Written instruction
Reproduce verbatim the passage of the article below on South Sudan and the War of 1812 that lies between "South Sudan Could" and "among other works.", inclusive.

Page excerpt
- - - -
South Sudan Could Learn From America's War of 1812 on How to Build a Lasting PeaceNews Abroad
William Lambers is the author of "The Road to Peace: From the Disarming of the Great Lakes to the Nuclear Test Ban Treaty" (2008), among other works.
At a Senate hearing in March, actor and Sudan activist George Clooney was asked about how to keep Americans, especially young Americans, engaged with the conflict and hunger in South Sudan. Can people here in the U.S. feel a sustained connection to a country many thousands of miles away?
Imagine for a moment a country that has recently gained its independence. War, territorial and boundary disputes, and the inability of the young government to cope with emergencies are the tragic reality. Cities and towns have come under assault from the nation's northern neighbor, forcing civilians to flee their homes in terror. Farmers have been forced away from their land by armies, thus ruining food production.
- - - -
Records
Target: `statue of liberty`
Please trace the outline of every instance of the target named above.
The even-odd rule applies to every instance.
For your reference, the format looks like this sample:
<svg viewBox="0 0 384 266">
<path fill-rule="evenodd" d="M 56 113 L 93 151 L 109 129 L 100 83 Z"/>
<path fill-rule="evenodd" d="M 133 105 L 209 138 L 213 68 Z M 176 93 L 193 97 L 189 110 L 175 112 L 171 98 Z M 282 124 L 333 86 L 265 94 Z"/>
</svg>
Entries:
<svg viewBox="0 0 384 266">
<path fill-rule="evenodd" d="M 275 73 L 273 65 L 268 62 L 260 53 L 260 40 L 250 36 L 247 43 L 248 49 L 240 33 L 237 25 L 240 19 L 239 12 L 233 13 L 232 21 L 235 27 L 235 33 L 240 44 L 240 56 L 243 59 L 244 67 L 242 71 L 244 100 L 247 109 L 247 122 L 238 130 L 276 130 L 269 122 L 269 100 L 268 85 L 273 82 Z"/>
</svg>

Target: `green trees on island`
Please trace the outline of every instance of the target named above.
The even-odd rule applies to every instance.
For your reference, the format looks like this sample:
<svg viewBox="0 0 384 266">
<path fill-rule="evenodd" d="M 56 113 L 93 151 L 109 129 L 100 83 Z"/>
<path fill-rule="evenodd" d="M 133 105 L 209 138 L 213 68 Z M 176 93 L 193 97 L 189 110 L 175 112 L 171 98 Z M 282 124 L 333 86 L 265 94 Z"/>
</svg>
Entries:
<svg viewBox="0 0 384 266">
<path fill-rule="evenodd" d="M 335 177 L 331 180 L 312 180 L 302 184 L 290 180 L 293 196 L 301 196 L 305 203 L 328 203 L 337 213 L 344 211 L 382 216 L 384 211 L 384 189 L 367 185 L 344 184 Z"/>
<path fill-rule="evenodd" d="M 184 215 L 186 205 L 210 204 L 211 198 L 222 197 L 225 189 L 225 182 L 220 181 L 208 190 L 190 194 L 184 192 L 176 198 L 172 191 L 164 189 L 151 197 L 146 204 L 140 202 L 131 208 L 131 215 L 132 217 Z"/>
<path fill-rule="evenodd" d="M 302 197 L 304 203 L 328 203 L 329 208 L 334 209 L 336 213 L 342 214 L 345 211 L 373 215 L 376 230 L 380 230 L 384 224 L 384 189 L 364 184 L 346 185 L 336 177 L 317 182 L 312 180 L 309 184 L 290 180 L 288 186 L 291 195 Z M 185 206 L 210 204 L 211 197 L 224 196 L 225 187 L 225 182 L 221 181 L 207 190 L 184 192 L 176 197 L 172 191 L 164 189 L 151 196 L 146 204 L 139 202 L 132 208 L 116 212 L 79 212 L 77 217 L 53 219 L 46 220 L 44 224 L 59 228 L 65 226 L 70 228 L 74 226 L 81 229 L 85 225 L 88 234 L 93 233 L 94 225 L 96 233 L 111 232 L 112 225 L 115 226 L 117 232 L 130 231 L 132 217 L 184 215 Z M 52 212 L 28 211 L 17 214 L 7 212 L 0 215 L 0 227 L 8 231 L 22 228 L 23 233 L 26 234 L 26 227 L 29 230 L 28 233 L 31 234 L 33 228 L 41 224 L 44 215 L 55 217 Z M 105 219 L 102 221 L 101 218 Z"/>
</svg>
- - - -
Worked answer
South Sudan Could Learn From America's War of 1812 on How to Build a Lasting PeaceNews Abroad
William Lambers is the author of "The Road to Peace: From the Disarming of the Great Lakes to the Nuclear Test Ban Treaty" (2008), among other works.